▸ **WRITTEN INSTRUCTION 1**: In the letter about being adrift at sea, what item that usually went out with the boat was left behind in the rush?
▸ **WRITTEN INSTRUCTION 2**: Continue the letter about being adrift at sea from the point where it stops.

▸ **EXTRACTED TEXT**:

Lost at Sea

Here is a letter sent by Don Marshall to Rev. Brawn in 1969. Rev. Brawn is my wife Edna’s father.

I would call the letter “Lost at Sea”. I have spoken to Don Marshall who has agreed it can be published in the Una Voce. Don Marshall at the time was the Methodist missionary at Malalia, Nakanai, New Britain. Rev. Brawn was the Methodist missionary at the same place from 1932 to 1935. Actually he was lost at sea at the same time as man was landing on the moon. I have been told by Roy Mumu who comes from Nakanai that he was in school hearing about the moon landing while the villagers were crying for Don Marshall. Hope you find the letter interesting. Let us know if you have any questions about it. Hope you can use it in the next Una Voce.

Regards, George and Edna OAKES

Malalia,
P.O. Kwalakessi,
West New Britain,
T.P.N.G.

Dear Arthur and Mrs. Brawn,

I sat down last week to write a letter giving some details of my little holiday at sea and it has developed into quite a lengthy screed. However, you will probably be interested to read a full account of what happened.

The news that we were adrift at sea for four and a half days seems to have travelled widely. We were all a bit concerned that it was reported on the A.B.C. national news that we were missing and that you would just hear this out of the blue. However John (the schoolboy who was with me) and I are very well and we are all back to normal again now.

We set out on Friday afternoon to go to Ewase about 35 miles from Malalia to bring back some women for a training course being held the following week. We were travelling in an open 14ft. aluminium dinghy with 20hp Mercury outboard motor. A Sth.E. wind was blowing but as I was anxious to get through the reefs off Ewase before dark I headed straight across Commodore Bay which is notorious for its treacherous Sth. E. winds. Preparation for the trip had been hurried – I just threw few things to overnight at Ewase into a patrol box. Annette packed some sandwiches, a tin of stew, some bananas and some coffee and condensed milk. In the rush to get away I forgot the gallon of water which is usually standard equipment when ever the boat goes out.

We made good time with such a light load and in less than hour we were about 4 miles from the point on the other side of the bay. Here the motor just died and refused to start no matter what I did. The SE winds made it impossible to paddle to land so a night out seemed inevitable.I worked on the motors long as I could but the bending overland the rise and fall of the boat in the choppy sea brought on a couple of severe vomiting bouts and I started off the drift with a completely empty stomach. It started to get dark at this stage so John and I made ourselves as comfortable as possible under a tarpaulin and settled down for the night. Before we went to sleep we put ourselves into God’s keeping for the night and a calmness came to both of us which never left us during the four days and four nights we were drifting. I am sure that the fact that we were completely relaxed the whole time helped a lot to keep our strength up.

We were anxiously scanning the horizon at first light on Saturday but found that we had drifted about 10 miles through the night and were about half way between the point and an island called Wulai and drifting slowly towards Wulai. At this stage we had high hopes that by nightfall we would reach Wulai and after eating our morning ration of food settled down for the day to pass. I worked in bursts of half an hour or so on the motor through the morning. I checked everything I could but I finally gave this up when I got down to the fly-wheel and found a neat little label giving the number of the special puller needed to remove the flywheel. I checked through my tool assortment of screwdriver, pliers and two shifters and found that I was not carrying that particular item.

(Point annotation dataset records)
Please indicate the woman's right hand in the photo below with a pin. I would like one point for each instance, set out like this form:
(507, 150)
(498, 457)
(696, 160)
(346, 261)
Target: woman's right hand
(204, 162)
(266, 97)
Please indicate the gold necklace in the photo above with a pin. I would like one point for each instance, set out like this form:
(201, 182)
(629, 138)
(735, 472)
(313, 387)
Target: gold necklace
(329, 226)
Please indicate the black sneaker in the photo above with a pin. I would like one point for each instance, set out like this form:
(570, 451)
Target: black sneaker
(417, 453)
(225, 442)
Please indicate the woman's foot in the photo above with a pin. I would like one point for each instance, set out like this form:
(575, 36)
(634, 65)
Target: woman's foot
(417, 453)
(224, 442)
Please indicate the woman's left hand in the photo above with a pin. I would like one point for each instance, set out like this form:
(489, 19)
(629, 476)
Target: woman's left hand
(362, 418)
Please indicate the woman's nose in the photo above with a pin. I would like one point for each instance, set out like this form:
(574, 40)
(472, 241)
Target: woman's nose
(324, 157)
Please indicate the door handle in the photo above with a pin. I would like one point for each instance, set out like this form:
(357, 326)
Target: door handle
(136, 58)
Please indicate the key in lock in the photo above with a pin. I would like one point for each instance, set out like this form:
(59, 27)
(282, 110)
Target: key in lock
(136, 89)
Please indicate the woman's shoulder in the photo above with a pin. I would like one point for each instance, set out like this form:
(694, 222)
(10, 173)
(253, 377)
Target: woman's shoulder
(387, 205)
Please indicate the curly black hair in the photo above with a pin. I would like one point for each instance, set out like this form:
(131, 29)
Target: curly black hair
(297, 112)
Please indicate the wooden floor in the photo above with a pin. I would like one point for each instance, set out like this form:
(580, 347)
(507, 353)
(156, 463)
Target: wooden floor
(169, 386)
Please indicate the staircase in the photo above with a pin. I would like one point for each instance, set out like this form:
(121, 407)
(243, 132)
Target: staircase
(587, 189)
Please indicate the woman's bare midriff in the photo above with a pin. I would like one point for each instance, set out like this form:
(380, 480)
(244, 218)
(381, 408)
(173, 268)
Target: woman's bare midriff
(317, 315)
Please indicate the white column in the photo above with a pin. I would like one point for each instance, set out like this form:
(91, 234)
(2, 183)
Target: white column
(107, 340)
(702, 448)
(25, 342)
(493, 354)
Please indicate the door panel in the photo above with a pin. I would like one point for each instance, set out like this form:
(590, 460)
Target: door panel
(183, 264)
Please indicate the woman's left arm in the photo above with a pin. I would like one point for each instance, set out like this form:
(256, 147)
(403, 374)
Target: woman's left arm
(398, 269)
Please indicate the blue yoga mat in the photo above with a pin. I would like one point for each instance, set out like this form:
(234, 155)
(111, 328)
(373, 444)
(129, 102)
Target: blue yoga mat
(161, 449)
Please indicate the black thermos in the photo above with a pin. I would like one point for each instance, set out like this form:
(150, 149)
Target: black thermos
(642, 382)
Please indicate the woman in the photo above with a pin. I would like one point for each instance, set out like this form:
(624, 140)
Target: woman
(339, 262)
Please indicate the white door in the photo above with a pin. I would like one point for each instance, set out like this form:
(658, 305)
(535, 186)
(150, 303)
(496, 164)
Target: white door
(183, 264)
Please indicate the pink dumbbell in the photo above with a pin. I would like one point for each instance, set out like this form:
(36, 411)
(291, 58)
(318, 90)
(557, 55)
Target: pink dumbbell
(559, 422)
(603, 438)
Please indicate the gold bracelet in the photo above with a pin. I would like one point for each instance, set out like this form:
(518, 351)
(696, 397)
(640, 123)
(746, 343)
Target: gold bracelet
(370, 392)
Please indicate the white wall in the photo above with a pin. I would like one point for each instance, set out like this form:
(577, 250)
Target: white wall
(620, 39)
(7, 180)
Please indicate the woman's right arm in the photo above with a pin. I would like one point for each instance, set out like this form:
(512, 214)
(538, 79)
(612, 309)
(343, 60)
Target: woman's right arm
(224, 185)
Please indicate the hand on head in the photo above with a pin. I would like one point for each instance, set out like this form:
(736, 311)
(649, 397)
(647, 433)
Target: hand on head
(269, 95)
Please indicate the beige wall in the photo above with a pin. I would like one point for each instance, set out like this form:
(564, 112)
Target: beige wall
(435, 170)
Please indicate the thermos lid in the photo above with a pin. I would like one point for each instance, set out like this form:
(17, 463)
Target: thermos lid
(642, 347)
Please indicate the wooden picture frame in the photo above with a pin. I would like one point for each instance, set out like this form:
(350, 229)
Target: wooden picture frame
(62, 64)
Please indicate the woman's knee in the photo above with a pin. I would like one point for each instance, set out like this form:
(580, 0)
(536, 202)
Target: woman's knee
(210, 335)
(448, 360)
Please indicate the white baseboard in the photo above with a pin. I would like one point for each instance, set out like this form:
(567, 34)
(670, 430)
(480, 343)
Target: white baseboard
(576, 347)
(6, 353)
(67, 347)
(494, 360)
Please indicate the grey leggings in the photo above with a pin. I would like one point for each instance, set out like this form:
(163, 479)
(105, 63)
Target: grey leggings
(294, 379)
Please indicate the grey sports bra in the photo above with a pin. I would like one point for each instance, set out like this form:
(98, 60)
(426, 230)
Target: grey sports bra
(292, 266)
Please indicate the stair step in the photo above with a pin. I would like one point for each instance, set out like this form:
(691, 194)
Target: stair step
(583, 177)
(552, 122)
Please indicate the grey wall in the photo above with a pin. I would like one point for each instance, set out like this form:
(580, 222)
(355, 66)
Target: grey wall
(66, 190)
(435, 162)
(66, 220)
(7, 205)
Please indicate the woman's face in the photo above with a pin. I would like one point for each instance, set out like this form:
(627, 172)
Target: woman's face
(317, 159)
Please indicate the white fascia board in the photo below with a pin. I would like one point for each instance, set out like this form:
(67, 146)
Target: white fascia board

▸ **WRITTEN ANSWER 1**: The gallon of water.

▸ **WRITTEN ANSWER 2**:
By afternoon we were still a long way from Wulai and it seemed that we were now drifting on a course which would take us north of Wulai. We tried to paddle back on to a line with the island but did not make a great deal of progress. However as night came on again we still had high hopes of reaching Wulai next day. We knew there was water on the island and that we could find some sort of food there.

By now we had been over 30 hours without water and our throats were very dry as we again put ourselves into God’s care and crawled under our tarpaulin for the night. Just after dark the wind freshened and soon became very strong and we could feel the boat really moving along. The waves were rising up about 12ft. but usually the boat just rode them up and down but about every 10 minutes a wave seemed to come from a different quarter and broke against the side of the boat and gave us a good soaking. Every hour or so we had to be up bailing the water out. All night we were just carried headlong with the wind.

Our main concern through the night was that one of us might fall overboard as we tried to bale and would lose the boat in the heavy sea and the darkness. It crossed my mind that we could be thrown across a reef but I preferred not to think too much about that. By dawn the wind had died down a lot, we were a bit shaken to find that there was no land at all in sight and that we were completely ringed by the sea. I have since assumed that some of the higher land points which normally might have been visible were covered by cloud and mist. John comes from a mountain village and has had very little to do with the sea and it was very hard for him to be out in the middle of the sea out of sight of land. However, he showed no signs of panic the whole time we were out and a little whimpering at night was the only sign that he was upset at all.

We did not actually sight land again until midday Monday. I have estimated that on the Saturday night we drifted about 80 miles and when we saw the dawn on Sunday I didn’t have the faintest idea where we were. All day Sunday we drifted steadily. We had our last food in the afternoon and as another night came around our third was becoming serious. Several times I noticed John dip his finger in the salt water and suck it and it seemed that we in for a torrid night.

Right from the start we had decided that we must move as little as possible and try to conserve our strength as much as we could. We both still felt very strong but we realised that our lack of water was the big threat. As darkness came on we could see some black clouds building up but knew that the chances of rain on any given day during the dry season are not particularly good. We spent a lot of time through the afternoon praying for the wind to drop so that we might get a shower of rain. Before we settled down for the night I emptied my patrol box and set it up to catch any rain which might come. At about 9 o’clock I heard a very faint pattering on the tarpaulin and when I put my head out into the darkness I could feel light drops of rain.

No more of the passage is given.